서술 문제
기록에서 "Reviewer note: confirm one keypoint per instance of the wheel"라는 문구가 들어 있는 줄부터 기록의 끝까지를 한 글자도 바꾸지 말고 옮겨 적으세요. 시작 줄과 마지막 줄도 포함합니다.

과제 데이터
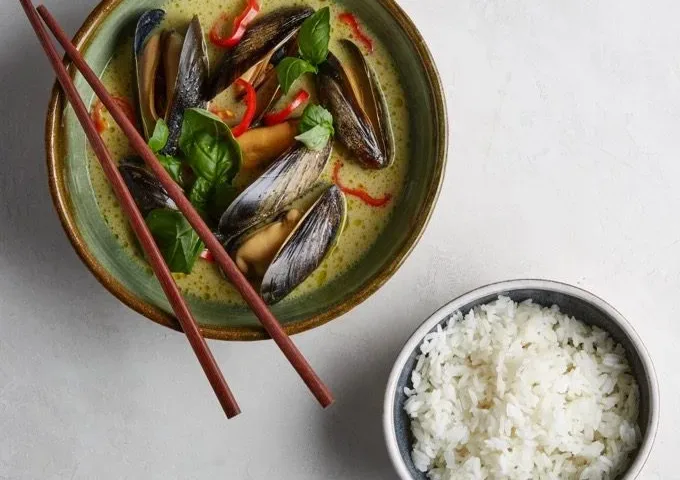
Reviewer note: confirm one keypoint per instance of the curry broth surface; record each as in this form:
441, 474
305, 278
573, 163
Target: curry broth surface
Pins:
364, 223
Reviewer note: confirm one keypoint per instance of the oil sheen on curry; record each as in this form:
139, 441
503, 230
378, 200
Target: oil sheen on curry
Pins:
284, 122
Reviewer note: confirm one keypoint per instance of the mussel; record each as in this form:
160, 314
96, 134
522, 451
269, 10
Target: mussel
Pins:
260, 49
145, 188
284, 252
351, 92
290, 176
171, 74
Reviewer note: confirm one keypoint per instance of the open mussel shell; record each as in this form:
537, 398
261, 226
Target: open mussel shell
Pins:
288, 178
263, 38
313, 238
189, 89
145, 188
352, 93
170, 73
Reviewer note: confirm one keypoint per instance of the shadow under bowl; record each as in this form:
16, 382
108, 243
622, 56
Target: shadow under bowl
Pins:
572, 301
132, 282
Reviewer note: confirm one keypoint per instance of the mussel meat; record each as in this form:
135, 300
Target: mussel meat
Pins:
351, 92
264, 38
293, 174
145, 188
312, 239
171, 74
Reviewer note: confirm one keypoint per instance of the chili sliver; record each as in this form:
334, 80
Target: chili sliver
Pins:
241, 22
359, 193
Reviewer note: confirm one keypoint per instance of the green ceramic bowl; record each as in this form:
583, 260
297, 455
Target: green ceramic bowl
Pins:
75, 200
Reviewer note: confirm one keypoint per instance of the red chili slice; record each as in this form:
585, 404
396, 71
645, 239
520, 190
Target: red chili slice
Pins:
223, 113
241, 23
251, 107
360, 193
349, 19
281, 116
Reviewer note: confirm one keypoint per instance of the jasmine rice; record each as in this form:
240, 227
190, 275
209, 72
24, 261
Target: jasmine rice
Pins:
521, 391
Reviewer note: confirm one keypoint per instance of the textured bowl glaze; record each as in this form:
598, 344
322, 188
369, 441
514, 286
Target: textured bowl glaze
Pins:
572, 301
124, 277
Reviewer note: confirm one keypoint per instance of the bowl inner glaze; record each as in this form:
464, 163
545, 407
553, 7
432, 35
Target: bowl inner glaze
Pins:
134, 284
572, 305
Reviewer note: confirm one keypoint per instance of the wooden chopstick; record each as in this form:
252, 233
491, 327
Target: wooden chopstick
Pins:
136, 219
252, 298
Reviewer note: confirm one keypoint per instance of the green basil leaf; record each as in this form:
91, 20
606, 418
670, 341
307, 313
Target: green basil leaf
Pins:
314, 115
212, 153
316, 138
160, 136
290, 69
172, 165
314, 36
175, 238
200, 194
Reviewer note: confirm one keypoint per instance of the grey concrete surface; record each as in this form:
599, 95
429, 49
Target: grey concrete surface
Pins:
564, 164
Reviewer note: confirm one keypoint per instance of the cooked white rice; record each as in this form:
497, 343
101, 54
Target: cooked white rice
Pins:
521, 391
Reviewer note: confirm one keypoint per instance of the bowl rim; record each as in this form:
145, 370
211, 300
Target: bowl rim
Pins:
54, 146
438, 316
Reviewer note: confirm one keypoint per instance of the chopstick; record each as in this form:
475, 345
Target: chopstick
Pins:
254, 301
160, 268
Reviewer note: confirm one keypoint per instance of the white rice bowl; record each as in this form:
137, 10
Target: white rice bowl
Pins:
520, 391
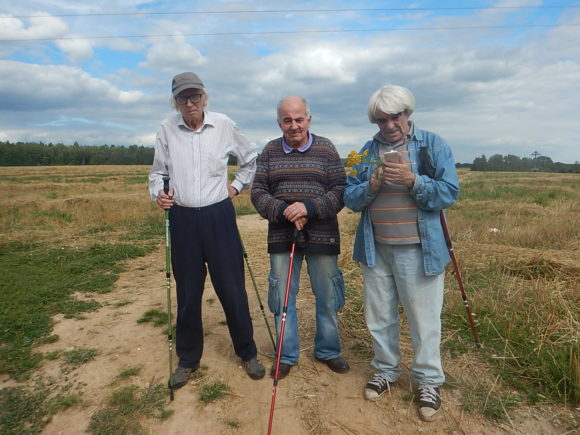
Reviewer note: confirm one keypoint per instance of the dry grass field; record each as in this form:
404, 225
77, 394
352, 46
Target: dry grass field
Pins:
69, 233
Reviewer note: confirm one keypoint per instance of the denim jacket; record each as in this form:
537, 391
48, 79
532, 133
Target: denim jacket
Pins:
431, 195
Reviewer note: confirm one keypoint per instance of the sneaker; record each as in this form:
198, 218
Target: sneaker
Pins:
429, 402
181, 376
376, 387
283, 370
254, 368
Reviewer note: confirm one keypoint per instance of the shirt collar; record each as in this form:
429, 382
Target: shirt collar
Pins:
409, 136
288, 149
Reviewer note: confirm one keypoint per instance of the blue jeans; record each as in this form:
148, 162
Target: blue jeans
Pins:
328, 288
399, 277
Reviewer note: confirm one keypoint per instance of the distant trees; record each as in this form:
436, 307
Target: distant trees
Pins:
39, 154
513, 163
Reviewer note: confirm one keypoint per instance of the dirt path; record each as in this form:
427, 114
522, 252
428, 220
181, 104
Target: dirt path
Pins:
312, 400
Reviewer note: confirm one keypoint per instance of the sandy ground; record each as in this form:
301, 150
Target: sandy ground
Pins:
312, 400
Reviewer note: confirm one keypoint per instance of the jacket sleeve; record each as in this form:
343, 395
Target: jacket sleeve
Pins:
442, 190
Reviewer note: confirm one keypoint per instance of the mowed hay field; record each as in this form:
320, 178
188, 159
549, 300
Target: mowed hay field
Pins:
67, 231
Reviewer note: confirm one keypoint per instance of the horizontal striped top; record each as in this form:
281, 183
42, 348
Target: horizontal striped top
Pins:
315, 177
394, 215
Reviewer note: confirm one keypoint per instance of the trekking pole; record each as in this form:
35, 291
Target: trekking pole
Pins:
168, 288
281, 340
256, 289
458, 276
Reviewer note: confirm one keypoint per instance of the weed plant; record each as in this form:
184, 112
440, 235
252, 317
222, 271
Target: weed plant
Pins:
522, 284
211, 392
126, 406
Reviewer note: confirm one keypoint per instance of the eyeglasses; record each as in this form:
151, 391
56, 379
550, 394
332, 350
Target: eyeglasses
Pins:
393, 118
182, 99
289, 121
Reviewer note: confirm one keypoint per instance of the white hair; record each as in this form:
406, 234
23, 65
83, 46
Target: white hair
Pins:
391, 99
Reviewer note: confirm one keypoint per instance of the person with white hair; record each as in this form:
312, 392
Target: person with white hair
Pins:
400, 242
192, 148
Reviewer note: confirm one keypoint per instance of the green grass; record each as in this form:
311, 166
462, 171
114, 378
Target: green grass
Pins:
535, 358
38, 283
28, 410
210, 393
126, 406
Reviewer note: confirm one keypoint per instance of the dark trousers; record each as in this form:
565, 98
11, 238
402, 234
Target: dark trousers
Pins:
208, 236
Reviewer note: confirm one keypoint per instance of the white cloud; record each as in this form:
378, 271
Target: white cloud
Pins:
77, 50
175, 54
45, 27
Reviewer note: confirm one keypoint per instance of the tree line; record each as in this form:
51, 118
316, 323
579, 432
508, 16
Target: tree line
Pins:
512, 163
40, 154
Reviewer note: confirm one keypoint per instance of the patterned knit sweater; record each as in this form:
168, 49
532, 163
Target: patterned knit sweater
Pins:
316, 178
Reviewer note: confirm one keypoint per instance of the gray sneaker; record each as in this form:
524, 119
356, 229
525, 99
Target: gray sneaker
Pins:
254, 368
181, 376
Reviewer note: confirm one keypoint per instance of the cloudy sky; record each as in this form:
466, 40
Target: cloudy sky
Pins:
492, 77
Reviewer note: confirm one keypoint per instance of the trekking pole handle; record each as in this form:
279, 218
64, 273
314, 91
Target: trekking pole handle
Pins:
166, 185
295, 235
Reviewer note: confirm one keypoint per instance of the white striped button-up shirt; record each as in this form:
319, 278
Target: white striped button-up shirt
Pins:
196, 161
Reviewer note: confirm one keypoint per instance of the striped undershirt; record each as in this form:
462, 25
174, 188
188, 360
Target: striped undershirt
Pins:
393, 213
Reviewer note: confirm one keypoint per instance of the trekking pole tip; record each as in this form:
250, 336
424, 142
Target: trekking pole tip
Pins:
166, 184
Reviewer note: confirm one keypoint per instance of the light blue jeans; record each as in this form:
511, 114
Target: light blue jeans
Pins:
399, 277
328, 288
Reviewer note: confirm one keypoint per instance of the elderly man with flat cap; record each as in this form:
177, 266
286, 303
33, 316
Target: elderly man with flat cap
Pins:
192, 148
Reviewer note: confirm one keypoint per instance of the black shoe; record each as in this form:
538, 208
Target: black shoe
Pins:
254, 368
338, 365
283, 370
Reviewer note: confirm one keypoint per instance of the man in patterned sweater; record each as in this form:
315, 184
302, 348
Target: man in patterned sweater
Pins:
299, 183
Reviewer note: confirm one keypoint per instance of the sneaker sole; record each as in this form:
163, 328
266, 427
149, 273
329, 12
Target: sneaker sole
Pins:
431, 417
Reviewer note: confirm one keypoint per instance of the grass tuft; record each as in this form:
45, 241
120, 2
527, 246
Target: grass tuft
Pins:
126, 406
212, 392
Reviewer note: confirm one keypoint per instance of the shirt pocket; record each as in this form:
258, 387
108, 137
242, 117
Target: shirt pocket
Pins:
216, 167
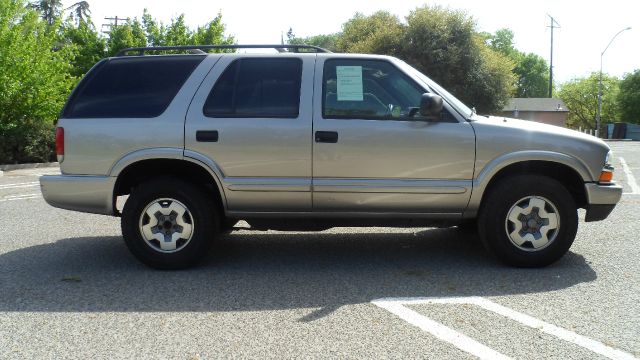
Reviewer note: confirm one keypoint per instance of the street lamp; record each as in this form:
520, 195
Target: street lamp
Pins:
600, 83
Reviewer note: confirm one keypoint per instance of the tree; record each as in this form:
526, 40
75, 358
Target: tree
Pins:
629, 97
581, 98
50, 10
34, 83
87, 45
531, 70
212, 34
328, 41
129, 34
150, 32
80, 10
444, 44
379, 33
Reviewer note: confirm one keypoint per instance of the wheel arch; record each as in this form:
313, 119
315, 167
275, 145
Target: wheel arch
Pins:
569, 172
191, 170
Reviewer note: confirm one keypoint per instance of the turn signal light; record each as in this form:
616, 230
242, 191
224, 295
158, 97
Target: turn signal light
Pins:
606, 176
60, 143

문제 풀이
Reviewer note: confirm one keypoint per instance of the wheel arch; record each as in this form:
313, 119
315, 167
275, 145
Target: wheel arch
Pins:
569, 172
191, 170
Reviewer note: confirm one keypoint per instance of the turn signal light; record each as in this form:
616, 230
242, 191
224, 295
158, 97
Target: turn signal light
Pins:
606, 176
60, 143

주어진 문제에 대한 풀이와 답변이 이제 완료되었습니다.